[ИСХОДНЫЙ ТЕКСТ]
Только недавно, в конце 1929 г., вышла книжка И. Розанова «Русские лирики». Вся эта книжка— поверхностный обывательский обскок некоторых явлений нашей литературы с ученическими потугами на «социологизацию», попадающими пальцем в небо. В числе прочих достопримечательностей здесь дается например «историческая» характеристика кондово-реакционного кулацкого мракобеса Клюева (глава III, Крестьянские поэты). «Гораздо удачнее было выступление олонецкого крестьянина Николая Клюева со своими книгами „Сосен перезвон“ (1912), „Братские песни“ (1913) и „Лесные были“ (1913). Уже первые шаги его заставили всех насторожиться. А когда через несколько лет к его голосу присоединился молодой голосок рязанца Есенина, критика сразу заговорила, что народилась новая поэзия, идущая из самых глубин народных масс».

Какая критика? Какие классовые устремления выражал и выражает Клюев? Нашему горе-обсерватору на это «в простоте душевной» наплевать в высочайшей степени. А «народные массы», да еще крестьянские массы, конечно же классово однородны, ибо объединены лаптями, избами, божьим даром — полем. И почему бы кулаку не выражать эти самые «народные массы»!

Но дальше — больше. Оказывается, что стать истинным выразителем революции Клюеву помешало только… техническое обстоятельство — как-то странно привязавшееся к нему тяготение к церковности. По части сопряжения этого тяготения с общим классовым генезисом клюевского творчества Розанов конечно предельно беззаботен. Процитируем нашего эпически спокойного летописца: «Революцию Клюев встретил восторженно, но в своих восторгах обнаружил неизменное тяготение к образам и символам религиозного культа. Это же тяготение повело к тому, что потом он почти совсем умолк». Больше того, по мнению весело щебечущего Розанова, Клюев воплощает в своем торжестве будущее, душою он весь в грядущем. В качестве доказательства цитируется строфа: «Будет мед на домашней краюхе и на скатерти ярок узор». Ну, посудите сами, читатель, разве это не социалистическое будущее, за которое мы боремся? Не узнаете? Значит вы не с «народными массами». Ведь все кулаки на селе голосуют за эту формулу будущего.

[ЗАПИСИ НАБОРА ДАННЫХ]

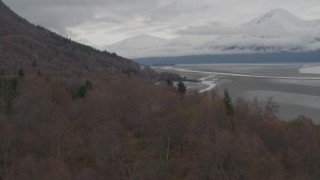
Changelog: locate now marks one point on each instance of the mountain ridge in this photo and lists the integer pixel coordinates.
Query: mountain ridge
(34, 48)
(275, 31)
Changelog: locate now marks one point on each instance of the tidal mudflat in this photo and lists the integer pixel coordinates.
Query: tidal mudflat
(295, 87)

[ЗАДАНИЯ]
1. Назовите все книги Клюева, упомянутые в исходном тексте, и укажите год выхода каждой.
2. Когда, согласно исходному тексту, вышла книжка И. Розанова «Русские лирики»?
Для выполнения заданий записи не понадобятся.

[РЕШЕНИЯ ЗАДАНИЙ]
1. «Сосен перезвон» (1912), «Братские песни» (1913), «Лесные были» (1913).

2. В конце 1929 года.